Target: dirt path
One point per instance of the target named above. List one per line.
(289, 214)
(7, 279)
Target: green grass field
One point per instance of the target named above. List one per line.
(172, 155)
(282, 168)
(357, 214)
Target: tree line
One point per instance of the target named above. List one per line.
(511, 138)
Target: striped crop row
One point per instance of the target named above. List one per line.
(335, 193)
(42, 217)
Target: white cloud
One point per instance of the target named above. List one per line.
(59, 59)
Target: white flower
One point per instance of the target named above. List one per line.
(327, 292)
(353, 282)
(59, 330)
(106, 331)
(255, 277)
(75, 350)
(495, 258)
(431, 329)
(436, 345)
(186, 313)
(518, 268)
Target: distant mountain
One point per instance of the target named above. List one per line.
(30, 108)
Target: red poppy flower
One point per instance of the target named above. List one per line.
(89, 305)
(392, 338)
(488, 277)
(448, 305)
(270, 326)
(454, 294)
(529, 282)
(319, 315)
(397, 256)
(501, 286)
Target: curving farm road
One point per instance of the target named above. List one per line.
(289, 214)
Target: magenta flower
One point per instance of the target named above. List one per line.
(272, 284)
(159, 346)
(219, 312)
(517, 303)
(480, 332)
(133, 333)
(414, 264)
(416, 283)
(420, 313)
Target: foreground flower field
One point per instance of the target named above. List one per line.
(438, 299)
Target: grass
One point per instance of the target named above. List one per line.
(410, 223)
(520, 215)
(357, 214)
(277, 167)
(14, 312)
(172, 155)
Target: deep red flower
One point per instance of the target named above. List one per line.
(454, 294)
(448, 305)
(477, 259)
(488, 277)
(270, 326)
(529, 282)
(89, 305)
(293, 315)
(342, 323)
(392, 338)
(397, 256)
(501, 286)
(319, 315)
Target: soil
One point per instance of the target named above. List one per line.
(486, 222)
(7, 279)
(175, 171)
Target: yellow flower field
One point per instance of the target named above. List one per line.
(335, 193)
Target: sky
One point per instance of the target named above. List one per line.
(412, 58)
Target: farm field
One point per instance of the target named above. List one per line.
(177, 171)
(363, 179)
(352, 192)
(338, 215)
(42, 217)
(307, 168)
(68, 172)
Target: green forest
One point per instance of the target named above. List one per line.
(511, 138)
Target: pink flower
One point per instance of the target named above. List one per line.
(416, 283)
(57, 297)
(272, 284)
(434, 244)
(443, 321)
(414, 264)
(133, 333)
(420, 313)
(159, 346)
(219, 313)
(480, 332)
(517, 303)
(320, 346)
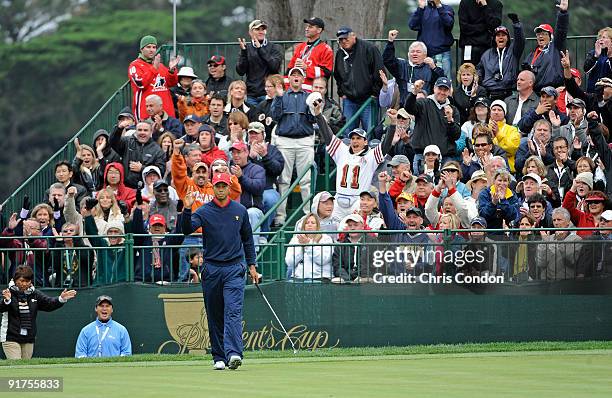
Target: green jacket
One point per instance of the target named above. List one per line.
(112, 262)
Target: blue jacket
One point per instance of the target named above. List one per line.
(253, 183)
(226, 232)
(508, 209)
(406, 73)
(547, 67)
(292, 115)
(435, 27)
(112, 336)
(489, 63)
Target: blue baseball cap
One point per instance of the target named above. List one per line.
(443, 82)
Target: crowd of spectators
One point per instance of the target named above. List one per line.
(514, 140)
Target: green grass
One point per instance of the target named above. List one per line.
(541, 369)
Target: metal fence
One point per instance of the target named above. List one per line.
(353, 257)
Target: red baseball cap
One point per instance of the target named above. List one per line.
(544, 27)
(157, 219)
(221, 177)
(240, 146)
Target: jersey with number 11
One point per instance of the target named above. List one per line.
(354, 172)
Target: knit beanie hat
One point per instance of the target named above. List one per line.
(146, 40)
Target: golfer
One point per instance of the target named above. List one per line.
(227, 239)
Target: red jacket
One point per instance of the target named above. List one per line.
(580, 218)
(319, 60)
(146, 80)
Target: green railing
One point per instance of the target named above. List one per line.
(383, 253)
(41, 179)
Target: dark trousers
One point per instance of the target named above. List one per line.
(223, 289)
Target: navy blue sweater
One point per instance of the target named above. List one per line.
(226, 232)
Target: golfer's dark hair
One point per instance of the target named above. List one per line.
(25, 272)
(192, 253)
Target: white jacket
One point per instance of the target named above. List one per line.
(310, 262)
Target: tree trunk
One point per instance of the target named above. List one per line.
(285, 17)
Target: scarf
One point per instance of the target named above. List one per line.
(25, 317)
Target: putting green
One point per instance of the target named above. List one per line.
(522, 374)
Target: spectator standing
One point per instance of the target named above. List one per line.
(148, 76)
(19, 307)
(258, 59)
(477, 22)
(314, 56)
(137, 152)
(103, 337)
(186, 76)
(418, 66)
(434, 23)
(598, 62)
(294, 137)
(523, 100)
(499, 66)
(357, 74)
(271, 159)
(160, 120)
(545, 60)
(436, 120)
(217, 82)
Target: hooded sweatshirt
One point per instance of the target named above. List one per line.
(128, 195)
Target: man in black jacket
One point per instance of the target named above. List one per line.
(19, 306)
(257, 59)
(436, 120)
(357, 73)
(477, 21)
(138, 151)
(271, 159)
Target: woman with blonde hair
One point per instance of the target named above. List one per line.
(107, 210)
(312, 263)
(236, 98)
(87, 170)
(196, 103)
(467, 90)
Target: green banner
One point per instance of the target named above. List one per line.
(163, 319)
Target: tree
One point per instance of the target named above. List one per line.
(285, 17)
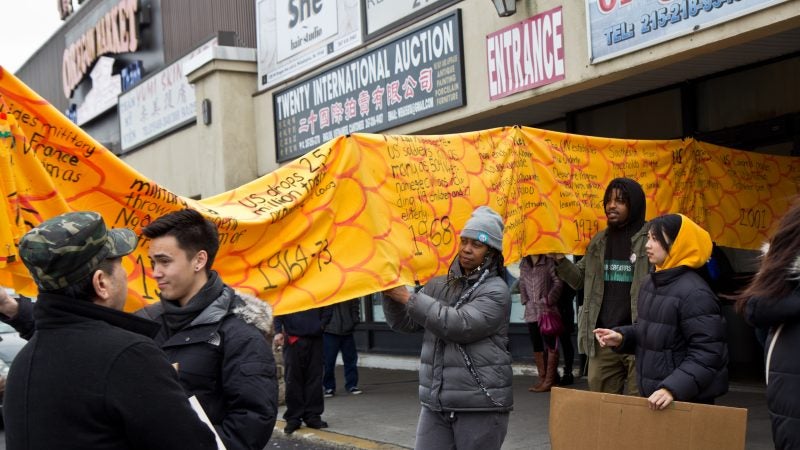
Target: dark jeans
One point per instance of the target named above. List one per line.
(303, 375)
(333, 343)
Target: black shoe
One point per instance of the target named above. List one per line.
(291, 427)
(316, 423)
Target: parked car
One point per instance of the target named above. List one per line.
(10, 345)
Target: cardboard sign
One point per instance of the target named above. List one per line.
(619, 422)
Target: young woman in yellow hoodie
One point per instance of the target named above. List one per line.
(679, 336)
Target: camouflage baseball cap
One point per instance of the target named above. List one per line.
(68, 248)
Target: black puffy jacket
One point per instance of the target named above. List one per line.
(91, 378)
(679, 337)
(225, 360)
(783, 388)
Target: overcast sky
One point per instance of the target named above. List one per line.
(26, 25)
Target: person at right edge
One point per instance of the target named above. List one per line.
(611, 272)
(465, 365)
(773, 300)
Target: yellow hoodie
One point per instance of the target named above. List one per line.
(692, 247)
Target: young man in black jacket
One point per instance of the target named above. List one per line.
(215, 337)
(89, 377)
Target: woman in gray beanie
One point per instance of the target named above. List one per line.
(465, 365)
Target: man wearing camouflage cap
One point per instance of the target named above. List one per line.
(89, 377)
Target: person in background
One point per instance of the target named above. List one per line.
(772, 300)
(679, 336)
(338, 336)
(540, 290)
(567, 311)
(300, 335)
(465, 365)
(610, 274)
(214, 336)
(90, 376)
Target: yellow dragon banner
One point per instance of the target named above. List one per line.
(366, 212)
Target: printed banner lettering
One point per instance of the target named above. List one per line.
(366, 212)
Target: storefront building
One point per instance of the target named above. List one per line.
(229, 93)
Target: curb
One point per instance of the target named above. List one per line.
(338, 440)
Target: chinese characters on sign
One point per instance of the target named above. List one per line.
(415, 76)
(163, 102)
(526, 55)
(617, 27)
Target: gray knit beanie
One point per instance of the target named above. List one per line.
(485, 226)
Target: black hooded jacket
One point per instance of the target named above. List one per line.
(224, 359)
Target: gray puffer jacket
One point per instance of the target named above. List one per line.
(479, 326)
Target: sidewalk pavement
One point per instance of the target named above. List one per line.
(385, 415)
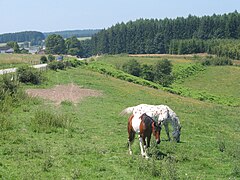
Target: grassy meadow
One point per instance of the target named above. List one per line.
(13, 60)
(92, 141)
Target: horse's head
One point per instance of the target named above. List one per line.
(176, 134)
(163, 114)
(156, 130)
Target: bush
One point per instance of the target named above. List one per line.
(9, 84)
(162, 73)
(132, 67)
(28, 74)
(51, 58)
(43, 59)
(55, 65)
(10, 93)
(217, 61)
(47, 121)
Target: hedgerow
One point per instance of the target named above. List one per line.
(181, 73)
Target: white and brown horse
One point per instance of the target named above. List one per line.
(144, 126)
(162, 113)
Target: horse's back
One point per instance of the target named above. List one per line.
(136, 121)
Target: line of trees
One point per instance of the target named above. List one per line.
(28, 36)
(155, 36)
(229, 48)
(55, 44)
(77, 33)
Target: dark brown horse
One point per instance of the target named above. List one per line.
(144, 126)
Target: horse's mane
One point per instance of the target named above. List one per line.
(128, 110)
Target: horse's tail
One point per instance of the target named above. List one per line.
(128, 110)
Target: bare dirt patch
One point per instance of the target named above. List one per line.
(59, 93)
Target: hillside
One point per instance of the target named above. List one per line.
(26, 36)
(93, 142)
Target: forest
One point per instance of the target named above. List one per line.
(77, 33)
(216, 34)
(27, 36)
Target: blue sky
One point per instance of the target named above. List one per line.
(57, 15)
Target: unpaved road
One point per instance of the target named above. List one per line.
(10, 70)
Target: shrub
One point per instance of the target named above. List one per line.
(132, 67)
(9, 84)
(55, 65)
(28, 74)
(217, 61)
(47, 120)
(162, 73)
(5, 123)
(51, 58)
(43, 59)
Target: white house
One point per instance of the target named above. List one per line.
(6, 49)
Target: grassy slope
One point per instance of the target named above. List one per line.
(219, 80)
(96, 146)
(13, 60)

__WHAT IS ASKED__
From the line containing "Target: horse's head" to the last line of the material, please quote every line exactly and only those.

__OUTPUT__
Target: horse's head
One point per instance of the target named above. List one per line.
(176, 134)
(163, 114)
(156, 130)
Target: bush
One point per instance of the target named above. List one per line.
(9, 84)
(162, 73)
(132, 67)
(28, 74)
(51, 58)
(43, 59)
(55, 65)
(10, 93)
(217, 61)
(47, 121)
Target: hedgerow
One point per instance of the target named above. List one per line.
(181, 73)
Target: white and brown horse
One point per instance of the target named above. List one per line.
(144, 126)
(162, 113)
Target: horse's back
One point per instance of the target named above. List one per line.
(136, 121)
Target: line of trees
One point per instance of the target named above. List one per line.
(28, 36)
(155, 36)
(229, 48)
(55, 44)
(77, 33)
Target: dark brown horse
One point per instance of the target named above. List one per line.
(144, 126)
Target: horse's mane
One point per instance of the target named above. List one per line.
(128, 110)
Target: horse's tail
One point per instance of the target named above. List one per line.
(128, 110)
Target: bare dirt patch
One point per instance of the target named above. List one per line.
(59, 93)
Target: hillside
One point per instance of the target named above. List one per line.
(26, 36)
(93, 142)
Target: forest
One point per instance of the target named above. List one per line.
(77, 33)
(216, 34)
(27, 36)
Target: blue sky
One point per instance of the target named above. List one per line.
(57, 15)
Target: unpaved road
One point per instance of the target named above. List one per line.
(10, 70)
Target: shrub
One point per instance of the target named above. List one per line.
(132, 67)
(9, 84)
(55, 65)
(28, 74)
(217, 61)
(47, 120)
(162, 73)
(5, 123)
(51, 58)
(43, 59)
Target: white house
One point per instance of the target named above. List one per line.
(6, 49)
Target: grassy slope
One point per instance of the target named above. List one per line.
(219, 80)
(96, 146)
(13, 60)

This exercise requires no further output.